> TASK DESCRIPTION
Retype exactly the span of lines below from the one with "point: scissors -- drop" through the one with "Target: orange bowl". Do not include pictures.
═════ MATERIAL SUPPLIED ═════
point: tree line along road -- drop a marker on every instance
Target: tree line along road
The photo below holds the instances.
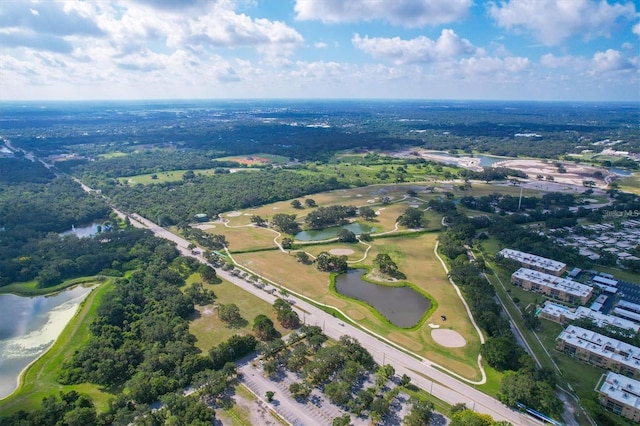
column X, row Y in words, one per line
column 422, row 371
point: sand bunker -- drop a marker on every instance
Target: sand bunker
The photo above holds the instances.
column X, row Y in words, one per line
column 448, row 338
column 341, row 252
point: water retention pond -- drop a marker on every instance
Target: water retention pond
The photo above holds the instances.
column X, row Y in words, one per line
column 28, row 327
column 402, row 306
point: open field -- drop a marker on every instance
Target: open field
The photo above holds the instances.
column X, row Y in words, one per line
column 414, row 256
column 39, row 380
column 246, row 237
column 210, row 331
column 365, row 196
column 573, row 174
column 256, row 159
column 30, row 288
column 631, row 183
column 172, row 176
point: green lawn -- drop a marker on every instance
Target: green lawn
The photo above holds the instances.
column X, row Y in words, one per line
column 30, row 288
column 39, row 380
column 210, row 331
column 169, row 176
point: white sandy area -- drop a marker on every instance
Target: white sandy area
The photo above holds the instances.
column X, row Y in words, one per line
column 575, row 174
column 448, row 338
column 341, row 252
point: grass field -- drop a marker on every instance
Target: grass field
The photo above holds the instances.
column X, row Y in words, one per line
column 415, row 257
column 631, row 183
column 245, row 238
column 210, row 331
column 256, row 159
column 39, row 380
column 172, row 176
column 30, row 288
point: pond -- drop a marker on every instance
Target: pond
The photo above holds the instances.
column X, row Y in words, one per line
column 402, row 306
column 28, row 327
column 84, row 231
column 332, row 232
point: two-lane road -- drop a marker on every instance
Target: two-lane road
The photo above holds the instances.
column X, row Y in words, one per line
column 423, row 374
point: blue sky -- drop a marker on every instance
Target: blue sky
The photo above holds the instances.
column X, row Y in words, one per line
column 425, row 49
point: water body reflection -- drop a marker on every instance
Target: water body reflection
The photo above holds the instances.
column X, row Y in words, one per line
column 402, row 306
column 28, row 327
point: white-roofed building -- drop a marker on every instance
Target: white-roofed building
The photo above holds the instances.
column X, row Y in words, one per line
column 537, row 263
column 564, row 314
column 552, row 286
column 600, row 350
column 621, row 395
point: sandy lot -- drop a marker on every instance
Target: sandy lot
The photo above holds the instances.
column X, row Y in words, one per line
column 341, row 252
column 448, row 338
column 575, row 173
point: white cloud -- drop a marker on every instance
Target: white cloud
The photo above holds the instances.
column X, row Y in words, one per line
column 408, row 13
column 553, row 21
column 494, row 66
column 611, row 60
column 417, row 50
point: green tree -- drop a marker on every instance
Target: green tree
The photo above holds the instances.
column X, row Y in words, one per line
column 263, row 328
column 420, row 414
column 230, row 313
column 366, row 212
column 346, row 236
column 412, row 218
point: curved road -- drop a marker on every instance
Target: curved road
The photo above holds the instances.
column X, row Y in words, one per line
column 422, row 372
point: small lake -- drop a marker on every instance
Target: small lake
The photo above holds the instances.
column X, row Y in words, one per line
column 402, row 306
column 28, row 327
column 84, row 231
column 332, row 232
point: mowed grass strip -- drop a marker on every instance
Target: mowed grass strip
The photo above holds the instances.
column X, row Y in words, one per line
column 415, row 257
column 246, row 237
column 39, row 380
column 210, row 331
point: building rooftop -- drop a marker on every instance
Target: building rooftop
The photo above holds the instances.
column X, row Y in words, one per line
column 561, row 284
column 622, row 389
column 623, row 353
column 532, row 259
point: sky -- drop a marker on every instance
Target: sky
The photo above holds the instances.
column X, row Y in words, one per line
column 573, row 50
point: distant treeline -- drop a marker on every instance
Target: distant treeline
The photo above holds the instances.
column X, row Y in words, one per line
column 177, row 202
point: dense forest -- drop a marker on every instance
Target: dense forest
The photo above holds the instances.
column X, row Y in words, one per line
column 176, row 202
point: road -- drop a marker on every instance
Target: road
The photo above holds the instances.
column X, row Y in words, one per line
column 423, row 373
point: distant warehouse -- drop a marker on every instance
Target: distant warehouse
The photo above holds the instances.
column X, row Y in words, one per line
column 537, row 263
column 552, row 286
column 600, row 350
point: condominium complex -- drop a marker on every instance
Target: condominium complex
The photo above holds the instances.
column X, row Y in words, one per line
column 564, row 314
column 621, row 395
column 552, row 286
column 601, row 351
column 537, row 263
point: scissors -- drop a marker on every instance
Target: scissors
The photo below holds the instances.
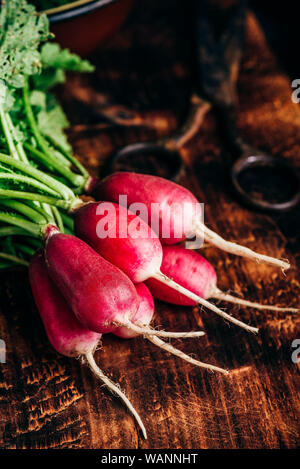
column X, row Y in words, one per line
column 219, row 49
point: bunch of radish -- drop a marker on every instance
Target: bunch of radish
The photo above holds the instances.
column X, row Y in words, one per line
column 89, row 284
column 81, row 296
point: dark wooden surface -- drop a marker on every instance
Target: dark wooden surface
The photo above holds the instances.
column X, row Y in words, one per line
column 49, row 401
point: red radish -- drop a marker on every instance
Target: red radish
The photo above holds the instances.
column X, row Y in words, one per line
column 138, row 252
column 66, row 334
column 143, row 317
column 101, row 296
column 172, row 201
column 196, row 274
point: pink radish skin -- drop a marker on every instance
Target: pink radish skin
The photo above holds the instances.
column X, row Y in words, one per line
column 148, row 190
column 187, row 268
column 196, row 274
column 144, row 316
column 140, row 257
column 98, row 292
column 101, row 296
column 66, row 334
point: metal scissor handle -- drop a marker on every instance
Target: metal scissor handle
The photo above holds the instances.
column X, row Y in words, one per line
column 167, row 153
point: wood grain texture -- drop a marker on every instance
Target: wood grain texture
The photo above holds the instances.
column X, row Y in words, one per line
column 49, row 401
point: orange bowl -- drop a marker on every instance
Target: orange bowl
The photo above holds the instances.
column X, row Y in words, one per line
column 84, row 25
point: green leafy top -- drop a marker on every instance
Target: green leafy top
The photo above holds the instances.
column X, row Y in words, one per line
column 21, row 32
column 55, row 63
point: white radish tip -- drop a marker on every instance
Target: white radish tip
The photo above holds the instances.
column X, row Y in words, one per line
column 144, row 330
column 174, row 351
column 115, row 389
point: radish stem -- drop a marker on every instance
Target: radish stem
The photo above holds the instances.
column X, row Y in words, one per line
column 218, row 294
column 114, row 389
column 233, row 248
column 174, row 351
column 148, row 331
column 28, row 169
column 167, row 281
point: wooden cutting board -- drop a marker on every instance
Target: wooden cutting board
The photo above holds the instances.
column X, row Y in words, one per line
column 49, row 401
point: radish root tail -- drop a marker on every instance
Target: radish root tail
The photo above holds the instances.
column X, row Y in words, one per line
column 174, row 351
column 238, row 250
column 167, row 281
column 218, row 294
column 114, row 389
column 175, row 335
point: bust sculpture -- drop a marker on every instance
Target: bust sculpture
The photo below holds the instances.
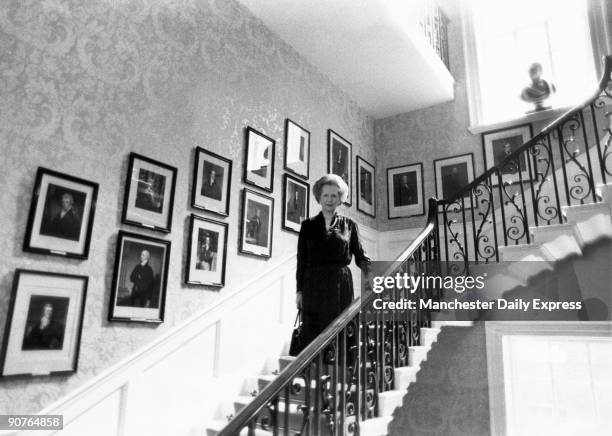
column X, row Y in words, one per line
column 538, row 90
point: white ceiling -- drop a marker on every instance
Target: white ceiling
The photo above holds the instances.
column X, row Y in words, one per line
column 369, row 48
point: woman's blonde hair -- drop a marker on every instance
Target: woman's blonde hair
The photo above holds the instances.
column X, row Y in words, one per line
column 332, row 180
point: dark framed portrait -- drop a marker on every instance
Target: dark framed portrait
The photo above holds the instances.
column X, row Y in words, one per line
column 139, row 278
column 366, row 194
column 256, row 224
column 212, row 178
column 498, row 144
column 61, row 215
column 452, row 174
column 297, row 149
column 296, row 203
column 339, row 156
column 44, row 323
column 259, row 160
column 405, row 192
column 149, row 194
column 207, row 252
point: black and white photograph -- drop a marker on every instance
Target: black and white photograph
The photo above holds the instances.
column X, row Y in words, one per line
═════
═════ MATERIAL SUPPLIED ═════
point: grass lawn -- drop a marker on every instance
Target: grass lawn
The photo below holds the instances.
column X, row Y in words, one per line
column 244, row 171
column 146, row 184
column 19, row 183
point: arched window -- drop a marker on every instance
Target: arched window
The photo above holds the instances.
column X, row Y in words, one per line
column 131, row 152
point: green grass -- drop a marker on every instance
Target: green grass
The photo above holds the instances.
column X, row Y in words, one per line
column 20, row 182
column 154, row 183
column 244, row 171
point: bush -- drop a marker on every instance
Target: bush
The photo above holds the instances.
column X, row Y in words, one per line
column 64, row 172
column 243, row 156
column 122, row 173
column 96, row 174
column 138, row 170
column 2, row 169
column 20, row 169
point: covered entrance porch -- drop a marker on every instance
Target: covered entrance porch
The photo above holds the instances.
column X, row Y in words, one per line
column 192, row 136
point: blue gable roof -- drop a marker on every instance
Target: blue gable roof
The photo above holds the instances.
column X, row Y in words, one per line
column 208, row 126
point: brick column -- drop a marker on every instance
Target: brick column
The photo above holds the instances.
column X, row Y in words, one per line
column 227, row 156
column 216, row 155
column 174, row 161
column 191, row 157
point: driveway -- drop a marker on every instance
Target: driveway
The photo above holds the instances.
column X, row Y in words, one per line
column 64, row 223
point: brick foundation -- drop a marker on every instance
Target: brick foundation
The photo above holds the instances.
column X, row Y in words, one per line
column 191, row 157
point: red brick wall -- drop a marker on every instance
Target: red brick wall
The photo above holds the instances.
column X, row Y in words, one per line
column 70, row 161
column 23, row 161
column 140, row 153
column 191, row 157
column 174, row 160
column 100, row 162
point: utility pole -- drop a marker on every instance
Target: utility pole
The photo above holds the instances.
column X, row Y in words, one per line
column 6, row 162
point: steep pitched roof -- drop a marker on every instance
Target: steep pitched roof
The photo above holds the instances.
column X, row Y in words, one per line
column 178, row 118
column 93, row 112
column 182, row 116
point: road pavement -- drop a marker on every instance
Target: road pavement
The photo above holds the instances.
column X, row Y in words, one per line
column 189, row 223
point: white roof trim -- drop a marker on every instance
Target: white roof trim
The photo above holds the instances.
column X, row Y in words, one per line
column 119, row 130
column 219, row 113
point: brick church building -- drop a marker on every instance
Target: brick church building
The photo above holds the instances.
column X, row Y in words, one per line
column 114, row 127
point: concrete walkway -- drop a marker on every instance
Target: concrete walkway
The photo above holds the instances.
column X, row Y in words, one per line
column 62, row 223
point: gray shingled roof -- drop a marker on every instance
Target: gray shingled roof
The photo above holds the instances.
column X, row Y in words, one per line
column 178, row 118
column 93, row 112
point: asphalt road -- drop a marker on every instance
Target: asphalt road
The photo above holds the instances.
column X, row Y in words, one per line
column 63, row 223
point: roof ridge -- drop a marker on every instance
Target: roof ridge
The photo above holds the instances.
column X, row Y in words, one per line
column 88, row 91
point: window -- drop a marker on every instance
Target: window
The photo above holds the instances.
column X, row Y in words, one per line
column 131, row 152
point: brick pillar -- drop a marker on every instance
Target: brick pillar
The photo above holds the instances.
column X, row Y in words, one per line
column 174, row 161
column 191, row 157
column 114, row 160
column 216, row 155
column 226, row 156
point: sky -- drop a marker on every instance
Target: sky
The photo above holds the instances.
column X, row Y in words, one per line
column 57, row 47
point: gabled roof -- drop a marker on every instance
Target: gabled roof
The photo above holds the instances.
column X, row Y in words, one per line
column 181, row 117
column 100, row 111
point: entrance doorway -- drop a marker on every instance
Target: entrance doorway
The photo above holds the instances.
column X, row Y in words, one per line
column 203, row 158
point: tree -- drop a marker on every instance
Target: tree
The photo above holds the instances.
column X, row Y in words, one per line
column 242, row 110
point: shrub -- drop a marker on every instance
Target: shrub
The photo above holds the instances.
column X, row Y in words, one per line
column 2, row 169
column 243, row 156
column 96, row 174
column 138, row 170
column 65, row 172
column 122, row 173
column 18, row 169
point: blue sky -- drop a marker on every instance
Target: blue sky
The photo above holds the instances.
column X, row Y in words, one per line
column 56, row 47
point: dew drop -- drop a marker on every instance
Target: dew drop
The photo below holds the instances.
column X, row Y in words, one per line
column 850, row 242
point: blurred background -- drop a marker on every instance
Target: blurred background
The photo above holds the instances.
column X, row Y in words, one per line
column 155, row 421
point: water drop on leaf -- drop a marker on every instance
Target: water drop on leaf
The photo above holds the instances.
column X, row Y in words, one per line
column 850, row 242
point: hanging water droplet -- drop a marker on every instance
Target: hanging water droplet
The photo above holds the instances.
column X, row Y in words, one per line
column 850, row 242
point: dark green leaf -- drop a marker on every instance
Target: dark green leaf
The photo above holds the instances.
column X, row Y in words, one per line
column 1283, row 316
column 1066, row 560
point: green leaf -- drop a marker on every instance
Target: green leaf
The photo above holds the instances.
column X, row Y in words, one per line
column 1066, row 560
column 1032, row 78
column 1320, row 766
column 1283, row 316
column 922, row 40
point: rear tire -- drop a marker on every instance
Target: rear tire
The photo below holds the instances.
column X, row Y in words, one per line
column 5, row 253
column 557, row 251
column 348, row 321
═════
> SOLVED EXERCISE
point: scissors -- drop a marker on every instance
Target: scissors
The photo below holds the instances.
column X, row Y in words, one per line
column 219, row 49
point: bunch of radish -- drop a marker on every instance
Target: bunch of radish
The photo above holds the instances.
column X, row Y in words, one per line
column 89, row 284
column 81, row 296
point: dark wooden surface -- drop a marker on every instance
Target: dark wooden surface
The photo above holds the instances.
column X, row Y in words, one per line
column 49, row 401
point: red radish -- drop a marker on every instance
Target: red radish
The photo above holds the instances.
column X, row Y in words, one per line
column 138, row 252
column 66, row 334
column 143, row 317
column 101, row 296
column 172, row 201
column 196, row 274
point: pink radish skin -- drop a marker on every instance
Target: pink radish skin
The photo above holds the instances.
column X, row Y in words, one per line
column 148, row 190
column 187, row 268
column 196, row 274
column 144, row 316
column 140, row 257
column 98, row 292
column 101, row 296
column 66, row 334
point: metal scissor handle -- drop a marker on every instance
Target: metal scissor handle
The photo above holds the instances.
column X, row Y in words, one per line
column 167, row 153
point: wood grain texture -- drop a marker on every instance
Target: wood grain texture
The photo above holds the instances.
column X, row Y in words, one per line
column 49, row 401
point: orange bowl -- drop a marker on every instance
Target: orange bowl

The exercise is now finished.